What is asked → Present every line of the entries below as a numbered list, leaving out any blank lines.

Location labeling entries
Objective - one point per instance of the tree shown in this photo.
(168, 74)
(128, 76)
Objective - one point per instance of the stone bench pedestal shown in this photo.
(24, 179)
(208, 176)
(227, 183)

Task response →
1. Objective - one point per instance of the tree shown in this photo.
2. (168, 74)
3. (128, 76)
4. Objective - one point per instance of the stone bench pedestal shown in this photo.
5. (24, 179)
6. (208, 176)
7. (227, 183)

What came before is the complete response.